_Saved data entries:_
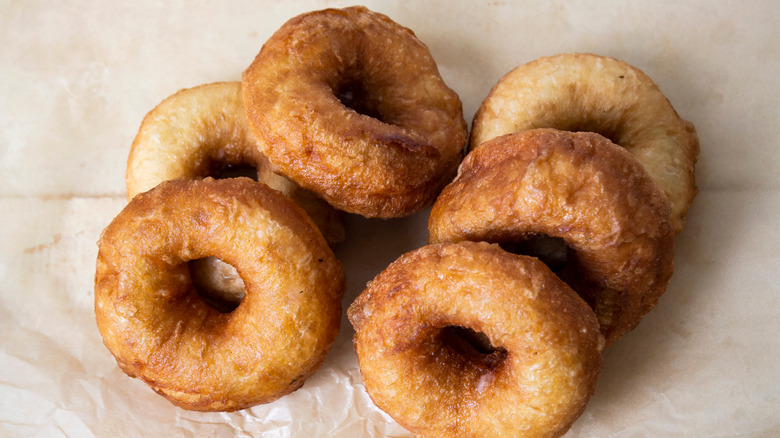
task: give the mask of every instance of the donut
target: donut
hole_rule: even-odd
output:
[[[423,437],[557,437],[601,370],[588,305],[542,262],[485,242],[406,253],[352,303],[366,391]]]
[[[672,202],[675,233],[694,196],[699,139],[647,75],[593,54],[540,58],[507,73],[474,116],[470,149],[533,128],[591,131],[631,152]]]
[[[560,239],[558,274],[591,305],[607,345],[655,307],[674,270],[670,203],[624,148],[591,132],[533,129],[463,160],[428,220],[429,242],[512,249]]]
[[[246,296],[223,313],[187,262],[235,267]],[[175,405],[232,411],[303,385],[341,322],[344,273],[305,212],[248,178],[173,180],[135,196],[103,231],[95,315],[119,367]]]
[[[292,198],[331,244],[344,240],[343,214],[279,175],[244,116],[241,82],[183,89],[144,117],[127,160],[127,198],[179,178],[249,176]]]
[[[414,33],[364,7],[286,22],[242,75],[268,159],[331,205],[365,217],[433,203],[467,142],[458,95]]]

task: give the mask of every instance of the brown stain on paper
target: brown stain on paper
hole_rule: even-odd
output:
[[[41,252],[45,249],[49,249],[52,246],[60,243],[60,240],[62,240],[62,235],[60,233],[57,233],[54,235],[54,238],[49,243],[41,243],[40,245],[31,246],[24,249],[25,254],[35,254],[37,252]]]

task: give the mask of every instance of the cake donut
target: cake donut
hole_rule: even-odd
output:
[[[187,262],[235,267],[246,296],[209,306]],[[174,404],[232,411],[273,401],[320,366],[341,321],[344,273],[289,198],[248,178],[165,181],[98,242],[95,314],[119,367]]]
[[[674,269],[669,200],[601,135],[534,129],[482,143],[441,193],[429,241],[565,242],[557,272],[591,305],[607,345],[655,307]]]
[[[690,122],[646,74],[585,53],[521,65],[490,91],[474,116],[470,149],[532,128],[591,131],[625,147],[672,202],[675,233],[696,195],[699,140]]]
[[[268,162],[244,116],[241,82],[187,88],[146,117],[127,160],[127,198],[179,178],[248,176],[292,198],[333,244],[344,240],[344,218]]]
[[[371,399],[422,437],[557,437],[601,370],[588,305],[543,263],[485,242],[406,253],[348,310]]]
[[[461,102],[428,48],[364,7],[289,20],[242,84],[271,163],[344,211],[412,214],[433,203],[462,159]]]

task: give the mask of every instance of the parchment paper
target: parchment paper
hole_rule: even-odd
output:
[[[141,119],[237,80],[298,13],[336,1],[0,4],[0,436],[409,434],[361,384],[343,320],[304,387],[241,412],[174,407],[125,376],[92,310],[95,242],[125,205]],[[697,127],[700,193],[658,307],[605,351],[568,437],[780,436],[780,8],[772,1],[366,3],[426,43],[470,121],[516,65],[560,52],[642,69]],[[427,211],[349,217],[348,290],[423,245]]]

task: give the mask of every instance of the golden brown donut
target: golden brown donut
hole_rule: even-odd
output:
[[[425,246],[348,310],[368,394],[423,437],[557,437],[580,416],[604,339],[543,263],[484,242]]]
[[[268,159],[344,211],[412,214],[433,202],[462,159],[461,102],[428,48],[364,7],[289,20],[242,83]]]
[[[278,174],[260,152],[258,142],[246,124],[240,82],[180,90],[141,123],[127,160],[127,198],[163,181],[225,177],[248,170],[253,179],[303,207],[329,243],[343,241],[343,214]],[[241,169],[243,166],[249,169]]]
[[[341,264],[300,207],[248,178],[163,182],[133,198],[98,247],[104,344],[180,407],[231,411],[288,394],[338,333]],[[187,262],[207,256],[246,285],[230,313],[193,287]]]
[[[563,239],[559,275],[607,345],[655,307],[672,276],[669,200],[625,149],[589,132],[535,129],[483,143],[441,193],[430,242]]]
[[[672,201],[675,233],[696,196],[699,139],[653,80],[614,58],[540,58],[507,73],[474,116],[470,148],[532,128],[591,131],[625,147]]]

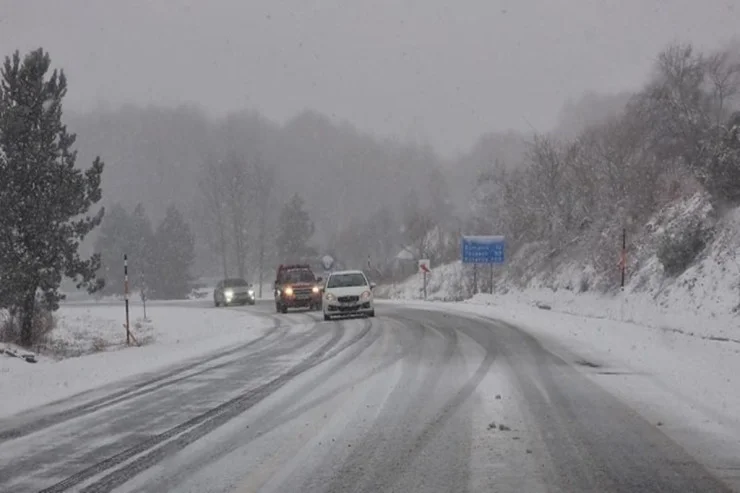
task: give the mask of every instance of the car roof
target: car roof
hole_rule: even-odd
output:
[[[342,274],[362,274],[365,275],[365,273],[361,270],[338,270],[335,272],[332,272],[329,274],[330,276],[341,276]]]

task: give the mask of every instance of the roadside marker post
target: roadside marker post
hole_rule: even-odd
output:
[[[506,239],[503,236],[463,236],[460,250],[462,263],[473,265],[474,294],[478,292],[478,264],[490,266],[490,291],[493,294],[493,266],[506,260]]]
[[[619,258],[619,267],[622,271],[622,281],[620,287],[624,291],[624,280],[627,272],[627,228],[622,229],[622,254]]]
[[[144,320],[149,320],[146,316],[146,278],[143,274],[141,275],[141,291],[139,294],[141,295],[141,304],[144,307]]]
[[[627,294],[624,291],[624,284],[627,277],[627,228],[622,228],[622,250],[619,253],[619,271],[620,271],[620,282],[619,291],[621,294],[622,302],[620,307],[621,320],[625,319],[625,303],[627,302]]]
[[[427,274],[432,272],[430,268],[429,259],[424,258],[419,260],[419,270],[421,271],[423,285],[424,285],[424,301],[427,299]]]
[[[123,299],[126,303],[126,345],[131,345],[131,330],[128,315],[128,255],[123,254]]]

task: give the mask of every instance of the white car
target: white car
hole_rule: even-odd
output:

--

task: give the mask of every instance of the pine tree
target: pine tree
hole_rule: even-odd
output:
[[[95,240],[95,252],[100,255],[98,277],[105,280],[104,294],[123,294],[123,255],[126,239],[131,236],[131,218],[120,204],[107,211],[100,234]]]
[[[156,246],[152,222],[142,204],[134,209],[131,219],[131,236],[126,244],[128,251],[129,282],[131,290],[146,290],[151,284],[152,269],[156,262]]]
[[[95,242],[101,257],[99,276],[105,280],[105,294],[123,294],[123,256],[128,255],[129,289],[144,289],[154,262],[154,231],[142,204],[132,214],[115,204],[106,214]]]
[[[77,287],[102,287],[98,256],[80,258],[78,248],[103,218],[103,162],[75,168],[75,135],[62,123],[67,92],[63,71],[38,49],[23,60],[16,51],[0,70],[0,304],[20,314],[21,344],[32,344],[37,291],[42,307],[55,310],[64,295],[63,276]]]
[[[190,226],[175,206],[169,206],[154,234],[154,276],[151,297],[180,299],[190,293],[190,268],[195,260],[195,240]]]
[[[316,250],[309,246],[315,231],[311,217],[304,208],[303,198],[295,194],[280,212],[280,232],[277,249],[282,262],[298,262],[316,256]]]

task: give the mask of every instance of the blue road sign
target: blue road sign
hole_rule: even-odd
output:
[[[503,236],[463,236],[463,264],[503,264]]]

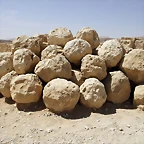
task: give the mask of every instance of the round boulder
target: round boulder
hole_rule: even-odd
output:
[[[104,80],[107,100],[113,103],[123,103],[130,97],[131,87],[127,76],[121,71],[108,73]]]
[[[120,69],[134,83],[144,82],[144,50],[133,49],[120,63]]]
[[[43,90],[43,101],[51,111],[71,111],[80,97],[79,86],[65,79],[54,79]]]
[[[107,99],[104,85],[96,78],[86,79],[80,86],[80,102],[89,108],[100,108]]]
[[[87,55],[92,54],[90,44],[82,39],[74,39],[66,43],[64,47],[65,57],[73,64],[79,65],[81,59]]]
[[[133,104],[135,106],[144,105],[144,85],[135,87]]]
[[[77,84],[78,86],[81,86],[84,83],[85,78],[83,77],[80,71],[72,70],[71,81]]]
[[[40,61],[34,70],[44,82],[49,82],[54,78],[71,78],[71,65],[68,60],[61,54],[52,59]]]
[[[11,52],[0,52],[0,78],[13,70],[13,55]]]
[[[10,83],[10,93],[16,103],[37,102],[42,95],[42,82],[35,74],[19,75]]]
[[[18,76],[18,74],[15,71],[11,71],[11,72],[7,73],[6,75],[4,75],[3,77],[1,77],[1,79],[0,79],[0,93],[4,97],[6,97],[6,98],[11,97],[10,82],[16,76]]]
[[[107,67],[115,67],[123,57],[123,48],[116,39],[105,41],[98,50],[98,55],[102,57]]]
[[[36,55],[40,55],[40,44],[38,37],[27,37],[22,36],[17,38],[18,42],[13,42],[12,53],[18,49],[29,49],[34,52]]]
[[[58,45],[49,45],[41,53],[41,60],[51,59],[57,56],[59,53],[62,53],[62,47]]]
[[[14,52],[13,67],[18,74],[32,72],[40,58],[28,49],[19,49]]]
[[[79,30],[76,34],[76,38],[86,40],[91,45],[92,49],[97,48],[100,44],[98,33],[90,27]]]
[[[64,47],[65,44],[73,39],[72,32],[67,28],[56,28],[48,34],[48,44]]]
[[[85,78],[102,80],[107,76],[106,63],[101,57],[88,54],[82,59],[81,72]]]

---

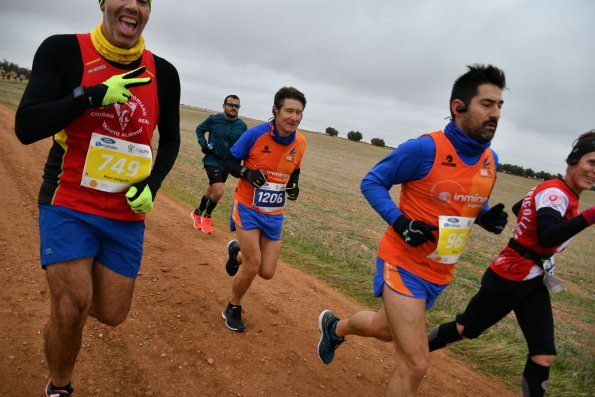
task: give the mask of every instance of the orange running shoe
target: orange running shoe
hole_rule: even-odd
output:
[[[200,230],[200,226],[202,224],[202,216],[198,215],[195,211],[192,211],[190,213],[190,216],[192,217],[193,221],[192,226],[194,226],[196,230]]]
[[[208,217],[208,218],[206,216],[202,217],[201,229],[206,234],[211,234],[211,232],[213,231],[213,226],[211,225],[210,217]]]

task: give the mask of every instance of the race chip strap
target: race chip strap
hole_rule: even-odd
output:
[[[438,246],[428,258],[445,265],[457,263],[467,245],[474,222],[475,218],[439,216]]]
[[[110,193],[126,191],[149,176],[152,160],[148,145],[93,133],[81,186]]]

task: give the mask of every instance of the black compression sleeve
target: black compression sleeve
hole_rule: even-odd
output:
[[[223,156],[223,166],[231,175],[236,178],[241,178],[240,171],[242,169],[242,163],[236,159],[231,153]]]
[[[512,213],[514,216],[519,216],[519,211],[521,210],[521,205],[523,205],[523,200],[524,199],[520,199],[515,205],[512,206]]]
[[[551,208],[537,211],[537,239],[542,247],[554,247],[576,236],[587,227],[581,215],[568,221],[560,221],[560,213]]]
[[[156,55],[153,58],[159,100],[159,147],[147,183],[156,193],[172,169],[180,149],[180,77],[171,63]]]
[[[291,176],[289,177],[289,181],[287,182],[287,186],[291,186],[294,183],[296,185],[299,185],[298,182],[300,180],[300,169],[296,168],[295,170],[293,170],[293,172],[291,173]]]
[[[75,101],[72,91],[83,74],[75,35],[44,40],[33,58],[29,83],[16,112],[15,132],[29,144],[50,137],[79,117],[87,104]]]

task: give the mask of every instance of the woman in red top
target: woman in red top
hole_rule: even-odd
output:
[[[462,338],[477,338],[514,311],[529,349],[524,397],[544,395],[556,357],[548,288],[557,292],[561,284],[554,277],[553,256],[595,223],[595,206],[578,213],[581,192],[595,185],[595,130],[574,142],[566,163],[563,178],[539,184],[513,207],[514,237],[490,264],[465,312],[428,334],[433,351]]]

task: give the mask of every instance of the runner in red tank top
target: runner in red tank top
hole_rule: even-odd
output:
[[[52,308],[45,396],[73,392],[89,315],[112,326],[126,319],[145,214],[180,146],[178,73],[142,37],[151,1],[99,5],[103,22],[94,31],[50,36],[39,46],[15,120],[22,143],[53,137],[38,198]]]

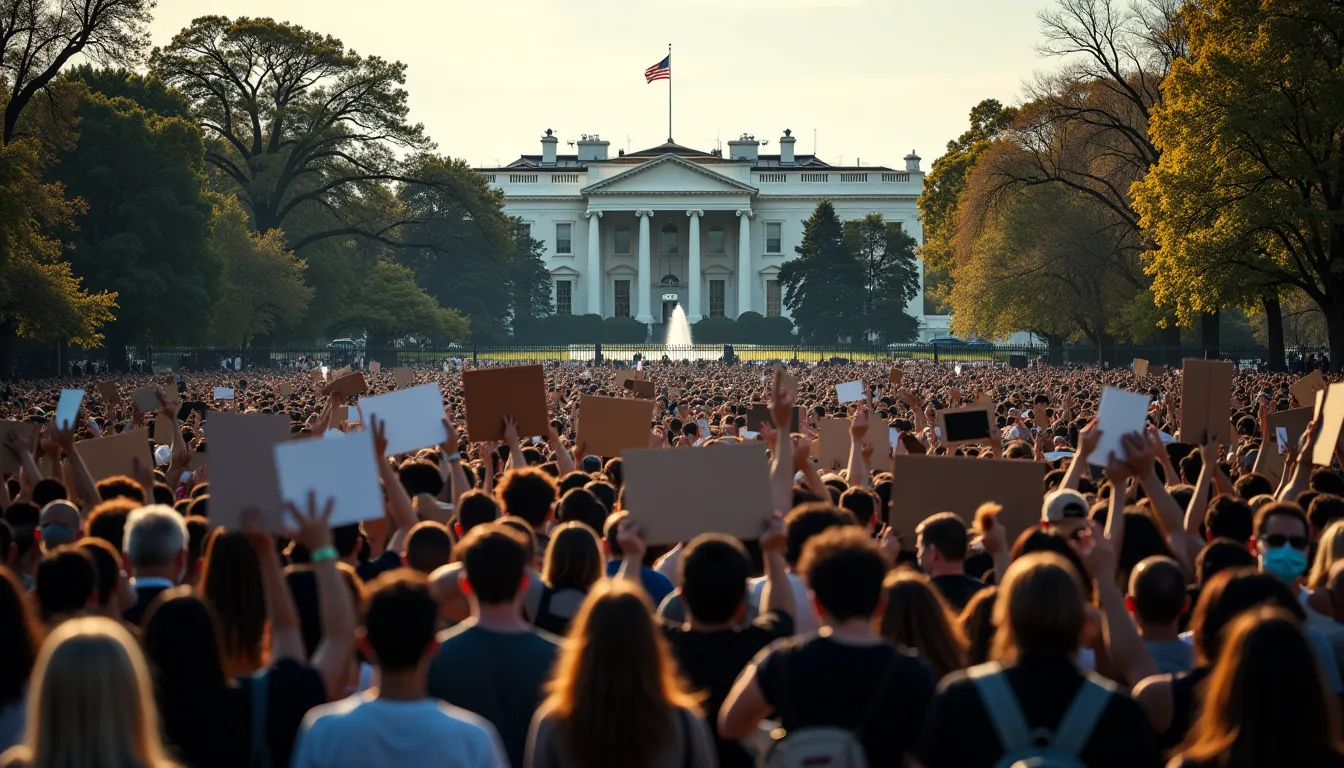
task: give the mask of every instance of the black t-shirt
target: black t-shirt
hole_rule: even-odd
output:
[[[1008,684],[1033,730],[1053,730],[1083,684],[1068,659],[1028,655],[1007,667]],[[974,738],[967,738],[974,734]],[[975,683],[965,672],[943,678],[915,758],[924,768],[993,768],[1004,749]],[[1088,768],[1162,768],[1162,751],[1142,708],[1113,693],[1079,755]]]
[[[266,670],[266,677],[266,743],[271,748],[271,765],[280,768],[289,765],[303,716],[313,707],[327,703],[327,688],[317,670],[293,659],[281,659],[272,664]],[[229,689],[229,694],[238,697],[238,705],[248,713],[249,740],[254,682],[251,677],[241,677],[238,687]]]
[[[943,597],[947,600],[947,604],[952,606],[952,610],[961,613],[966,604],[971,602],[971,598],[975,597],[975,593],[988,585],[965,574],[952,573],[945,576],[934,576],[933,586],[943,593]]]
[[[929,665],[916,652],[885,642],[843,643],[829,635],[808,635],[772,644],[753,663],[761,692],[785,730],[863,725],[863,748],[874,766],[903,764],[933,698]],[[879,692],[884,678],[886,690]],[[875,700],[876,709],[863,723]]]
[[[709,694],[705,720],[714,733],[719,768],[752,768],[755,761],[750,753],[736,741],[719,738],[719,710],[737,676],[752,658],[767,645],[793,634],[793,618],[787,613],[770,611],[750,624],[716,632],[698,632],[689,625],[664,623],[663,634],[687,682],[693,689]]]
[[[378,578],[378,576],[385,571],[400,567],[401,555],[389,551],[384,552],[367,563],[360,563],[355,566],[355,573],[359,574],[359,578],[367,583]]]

_TASK INSTRUCTIONS:_
Tally the lines in the records above that contain the word "chip", and give only that number.

_EXERCISE OUTPUT:_
2